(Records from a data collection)
------------------------------------------------------------------------
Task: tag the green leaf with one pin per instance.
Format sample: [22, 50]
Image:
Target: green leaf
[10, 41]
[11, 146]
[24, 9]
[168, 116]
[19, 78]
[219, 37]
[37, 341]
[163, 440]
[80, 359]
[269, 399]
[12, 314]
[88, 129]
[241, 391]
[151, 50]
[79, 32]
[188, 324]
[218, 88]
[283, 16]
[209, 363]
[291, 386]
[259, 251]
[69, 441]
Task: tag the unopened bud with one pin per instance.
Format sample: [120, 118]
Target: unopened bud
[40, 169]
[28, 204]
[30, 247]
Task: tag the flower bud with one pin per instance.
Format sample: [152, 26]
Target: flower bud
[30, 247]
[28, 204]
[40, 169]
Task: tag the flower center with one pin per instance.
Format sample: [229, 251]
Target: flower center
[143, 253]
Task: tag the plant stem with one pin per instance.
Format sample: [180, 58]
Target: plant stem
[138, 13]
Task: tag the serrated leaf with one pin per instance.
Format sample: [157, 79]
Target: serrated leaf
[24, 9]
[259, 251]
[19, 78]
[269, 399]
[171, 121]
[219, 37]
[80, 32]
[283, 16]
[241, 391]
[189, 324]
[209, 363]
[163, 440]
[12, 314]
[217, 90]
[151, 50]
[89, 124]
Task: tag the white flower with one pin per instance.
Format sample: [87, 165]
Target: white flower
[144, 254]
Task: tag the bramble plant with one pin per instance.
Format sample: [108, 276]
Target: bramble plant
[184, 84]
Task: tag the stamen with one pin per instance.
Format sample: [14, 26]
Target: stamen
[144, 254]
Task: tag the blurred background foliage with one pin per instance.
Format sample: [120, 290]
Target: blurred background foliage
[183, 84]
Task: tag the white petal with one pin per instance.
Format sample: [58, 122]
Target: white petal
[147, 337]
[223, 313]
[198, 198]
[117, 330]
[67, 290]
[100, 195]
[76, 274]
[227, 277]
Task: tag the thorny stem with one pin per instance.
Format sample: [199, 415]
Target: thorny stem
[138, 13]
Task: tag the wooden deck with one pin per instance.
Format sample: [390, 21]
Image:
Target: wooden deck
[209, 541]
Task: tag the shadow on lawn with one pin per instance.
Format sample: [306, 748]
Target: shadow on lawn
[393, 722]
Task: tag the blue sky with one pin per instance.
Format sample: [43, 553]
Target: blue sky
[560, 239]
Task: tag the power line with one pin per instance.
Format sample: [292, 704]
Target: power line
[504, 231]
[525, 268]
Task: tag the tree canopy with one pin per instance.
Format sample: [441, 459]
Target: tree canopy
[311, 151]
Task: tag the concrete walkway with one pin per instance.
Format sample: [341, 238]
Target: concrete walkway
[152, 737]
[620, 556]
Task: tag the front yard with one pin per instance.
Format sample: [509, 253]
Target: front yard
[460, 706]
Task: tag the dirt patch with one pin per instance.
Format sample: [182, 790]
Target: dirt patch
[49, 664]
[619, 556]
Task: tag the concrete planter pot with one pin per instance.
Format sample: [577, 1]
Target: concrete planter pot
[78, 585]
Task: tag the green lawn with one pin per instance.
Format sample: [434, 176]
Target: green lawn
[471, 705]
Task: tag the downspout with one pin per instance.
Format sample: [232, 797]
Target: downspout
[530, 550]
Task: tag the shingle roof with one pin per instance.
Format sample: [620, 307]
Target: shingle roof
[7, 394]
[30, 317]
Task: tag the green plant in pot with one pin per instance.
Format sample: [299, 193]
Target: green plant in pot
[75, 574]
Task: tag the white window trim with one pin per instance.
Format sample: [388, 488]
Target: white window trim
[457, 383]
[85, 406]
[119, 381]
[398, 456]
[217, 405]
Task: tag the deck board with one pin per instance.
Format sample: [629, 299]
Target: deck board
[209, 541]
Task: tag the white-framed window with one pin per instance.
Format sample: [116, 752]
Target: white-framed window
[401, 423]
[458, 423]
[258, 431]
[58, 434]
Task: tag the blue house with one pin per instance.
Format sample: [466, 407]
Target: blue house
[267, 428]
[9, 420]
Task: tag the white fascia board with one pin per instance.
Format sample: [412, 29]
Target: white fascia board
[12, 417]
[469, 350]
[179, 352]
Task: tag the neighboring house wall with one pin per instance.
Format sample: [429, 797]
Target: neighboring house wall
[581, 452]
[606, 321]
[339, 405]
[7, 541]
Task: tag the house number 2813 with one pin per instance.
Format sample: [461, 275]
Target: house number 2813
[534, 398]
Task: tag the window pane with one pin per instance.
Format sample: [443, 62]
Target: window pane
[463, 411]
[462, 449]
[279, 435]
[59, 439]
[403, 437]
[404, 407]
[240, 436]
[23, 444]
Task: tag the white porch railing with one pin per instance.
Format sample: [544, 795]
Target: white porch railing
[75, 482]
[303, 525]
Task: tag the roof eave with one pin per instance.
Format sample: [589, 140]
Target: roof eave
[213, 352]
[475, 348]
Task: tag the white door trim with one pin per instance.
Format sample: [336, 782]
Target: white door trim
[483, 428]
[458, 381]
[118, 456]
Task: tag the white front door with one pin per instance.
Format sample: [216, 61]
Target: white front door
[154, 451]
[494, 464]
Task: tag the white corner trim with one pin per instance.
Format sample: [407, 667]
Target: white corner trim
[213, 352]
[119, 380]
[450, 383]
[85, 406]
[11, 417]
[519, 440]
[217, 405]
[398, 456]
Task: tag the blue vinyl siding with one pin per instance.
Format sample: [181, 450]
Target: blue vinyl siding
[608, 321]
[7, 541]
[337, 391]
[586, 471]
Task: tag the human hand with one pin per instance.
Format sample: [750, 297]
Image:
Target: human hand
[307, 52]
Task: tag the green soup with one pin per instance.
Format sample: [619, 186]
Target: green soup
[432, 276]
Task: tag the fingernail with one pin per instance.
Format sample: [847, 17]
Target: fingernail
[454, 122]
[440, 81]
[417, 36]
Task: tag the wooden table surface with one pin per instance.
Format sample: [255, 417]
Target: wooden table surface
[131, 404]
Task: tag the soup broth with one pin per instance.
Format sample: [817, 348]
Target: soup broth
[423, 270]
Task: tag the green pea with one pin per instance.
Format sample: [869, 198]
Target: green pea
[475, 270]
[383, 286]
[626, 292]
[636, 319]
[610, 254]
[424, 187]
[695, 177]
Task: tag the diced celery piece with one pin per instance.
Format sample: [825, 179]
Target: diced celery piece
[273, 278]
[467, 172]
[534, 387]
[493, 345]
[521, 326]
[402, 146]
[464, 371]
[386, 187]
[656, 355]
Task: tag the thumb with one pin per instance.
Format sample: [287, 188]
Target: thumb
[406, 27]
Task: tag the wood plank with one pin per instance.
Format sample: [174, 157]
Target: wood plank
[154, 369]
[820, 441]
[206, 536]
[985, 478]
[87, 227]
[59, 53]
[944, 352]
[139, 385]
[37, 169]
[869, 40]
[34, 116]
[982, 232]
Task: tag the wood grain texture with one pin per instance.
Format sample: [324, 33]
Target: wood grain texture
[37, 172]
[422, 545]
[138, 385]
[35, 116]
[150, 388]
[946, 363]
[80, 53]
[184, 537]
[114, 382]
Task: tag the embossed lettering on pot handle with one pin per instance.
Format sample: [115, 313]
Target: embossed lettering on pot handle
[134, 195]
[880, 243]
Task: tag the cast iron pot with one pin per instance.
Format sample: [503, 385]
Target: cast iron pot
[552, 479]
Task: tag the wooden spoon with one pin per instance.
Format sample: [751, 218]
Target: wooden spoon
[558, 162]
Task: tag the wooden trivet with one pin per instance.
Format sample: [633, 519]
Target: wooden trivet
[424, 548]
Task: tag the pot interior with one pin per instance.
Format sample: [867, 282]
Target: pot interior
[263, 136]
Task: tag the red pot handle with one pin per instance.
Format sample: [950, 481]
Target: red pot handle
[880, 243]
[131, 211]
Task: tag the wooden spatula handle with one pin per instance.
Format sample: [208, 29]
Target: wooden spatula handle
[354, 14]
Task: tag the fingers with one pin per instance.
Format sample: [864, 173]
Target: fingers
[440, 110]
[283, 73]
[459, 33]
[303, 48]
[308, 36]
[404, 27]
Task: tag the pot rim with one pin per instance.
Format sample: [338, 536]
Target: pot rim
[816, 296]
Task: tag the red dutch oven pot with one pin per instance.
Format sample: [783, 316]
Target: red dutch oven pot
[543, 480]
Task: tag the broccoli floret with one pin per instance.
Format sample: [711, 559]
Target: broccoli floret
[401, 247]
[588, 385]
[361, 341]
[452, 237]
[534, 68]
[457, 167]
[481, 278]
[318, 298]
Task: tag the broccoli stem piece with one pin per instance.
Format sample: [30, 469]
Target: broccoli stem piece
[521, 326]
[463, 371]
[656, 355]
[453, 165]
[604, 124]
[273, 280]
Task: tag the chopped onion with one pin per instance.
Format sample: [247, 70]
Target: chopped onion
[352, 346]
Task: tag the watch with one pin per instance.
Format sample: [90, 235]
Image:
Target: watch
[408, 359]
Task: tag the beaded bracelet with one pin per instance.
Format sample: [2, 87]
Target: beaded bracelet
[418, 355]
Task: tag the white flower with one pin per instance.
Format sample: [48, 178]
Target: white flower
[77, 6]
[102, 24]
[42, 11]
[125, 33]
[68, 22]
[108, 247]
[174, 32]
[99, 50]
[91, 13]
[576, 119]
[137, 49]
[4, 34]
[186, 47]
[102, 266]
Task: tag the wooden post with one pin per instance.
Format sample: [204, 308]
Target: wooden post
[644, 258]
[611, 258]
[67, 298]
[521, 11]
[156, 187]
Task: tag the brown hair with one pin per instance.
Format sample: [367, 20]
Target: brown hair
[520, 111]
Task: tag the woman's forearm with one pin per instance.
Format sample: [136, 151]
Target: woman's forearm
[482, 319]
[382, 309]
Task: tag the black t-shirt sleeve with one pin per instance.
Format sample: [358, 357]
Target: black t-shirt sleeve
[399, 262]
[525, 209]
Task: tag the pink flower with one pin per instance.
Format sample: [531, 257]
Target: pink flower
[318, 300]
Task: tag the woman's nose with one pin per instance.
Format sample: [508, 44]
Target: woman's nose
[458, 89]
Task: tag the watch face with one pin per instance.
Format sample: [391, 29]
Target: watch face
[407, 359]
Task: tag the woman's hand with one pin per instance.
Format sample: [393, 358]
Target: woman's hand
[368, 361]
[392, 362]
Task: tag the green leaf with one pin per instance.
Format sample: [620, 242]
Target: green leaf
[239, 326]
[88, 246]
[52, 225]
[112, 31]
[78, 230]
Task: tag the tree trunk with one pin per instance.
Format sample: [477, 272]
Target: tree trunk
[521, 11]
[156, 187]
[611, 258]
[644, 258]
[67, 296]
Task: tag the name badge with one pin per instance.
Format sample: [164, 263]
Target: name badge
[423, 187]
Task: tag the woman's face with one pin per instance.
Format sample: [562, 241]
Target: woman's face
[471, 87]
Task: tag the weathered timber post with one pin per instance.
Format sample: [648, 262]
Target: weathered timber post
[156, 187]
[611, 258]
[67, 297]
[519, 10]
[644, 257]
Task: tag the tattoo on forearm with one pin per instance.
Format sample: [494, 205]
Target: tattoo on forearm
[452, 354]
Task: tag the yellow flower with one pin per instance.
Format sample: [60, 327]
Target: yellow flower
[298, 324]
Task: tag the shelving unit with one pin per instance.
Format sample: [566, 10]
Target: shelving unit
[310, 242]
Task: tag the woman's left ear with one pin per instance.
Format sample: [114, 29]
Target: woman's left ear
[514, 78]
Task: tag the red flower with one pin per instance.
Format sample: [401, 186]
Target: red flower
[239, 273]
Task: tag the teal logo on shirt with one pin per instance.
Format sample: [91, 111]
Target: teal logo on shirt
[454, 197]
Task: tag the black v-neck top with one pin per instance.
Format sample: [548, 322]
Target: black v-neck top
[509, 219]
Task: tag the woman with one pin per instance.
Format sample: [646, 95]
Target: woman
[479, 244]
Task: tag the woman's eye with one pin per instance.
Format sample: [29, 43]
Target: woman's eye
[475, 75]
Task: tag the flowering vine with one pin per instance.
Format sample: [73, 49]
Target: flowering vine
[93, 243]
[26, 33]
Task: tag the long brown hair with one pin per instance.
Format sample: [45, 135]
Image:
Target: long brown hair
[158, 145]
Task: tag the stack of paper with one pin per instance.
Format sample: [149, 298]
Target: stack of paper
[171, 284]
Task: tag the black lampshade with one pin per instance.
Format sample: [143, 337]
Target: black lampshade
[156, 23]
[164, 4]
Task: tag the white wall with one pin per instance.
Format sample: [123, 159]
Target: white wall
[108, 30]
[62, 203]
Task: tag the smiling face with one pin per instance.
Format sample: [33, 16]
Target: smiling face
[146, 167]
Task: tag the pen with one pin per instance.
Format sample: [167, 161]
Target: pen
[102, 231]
------------------------------------------------------------------------
GOAL -
Only the lines from the one that contains "Task: tag the black v-neck" to the end of the entries above should be given again, exactly and in full.

SOLUTION BELOW -
Task: tag the black v-neck top with one pin per instance.
Format sample: [548, 322]
Target: black v-neck top
[509, 219]
Task: tag the woman with one pin per instance.
Format sample: [646, 95]
Target: woman
[479, 244]
Task: tag the woman's eye with one pin per instance.
Format sample: [29, 43]
Target: woman's eye
[475, 75]
Task: tag the flowering vine with one pin per instance.
Format sample: [73, 49]
Target: flowering vine
[93, 243]
[26, 33]
Task: tag the long brown hair with one pin per instance.
Format sample: [45, 135]
Image:
Target: long brown hair
[158, 145]
Task: tag the stack of paper with one pin per instance.
Format sample: [149, 298]
Target: stack of paper
[171, 284]
Task: tag the black lampshade with one pin per instance.
Format sample: [143, 337]
Target: black lampshade
[156, 23]
[164, 4]
Task: tag the white wall with one pin per instance.
Format sample: [123, 159]
Target: white wall
[108, 30]
[62, 203]
Task: tag the smiling face with one pin per instance.
Format sample: [33, 16]
Target: smiling face
[146, 167]
Task: tag the pen with one pin per instance.
Format sample: [167, 161]
Target: pen
[102, 231]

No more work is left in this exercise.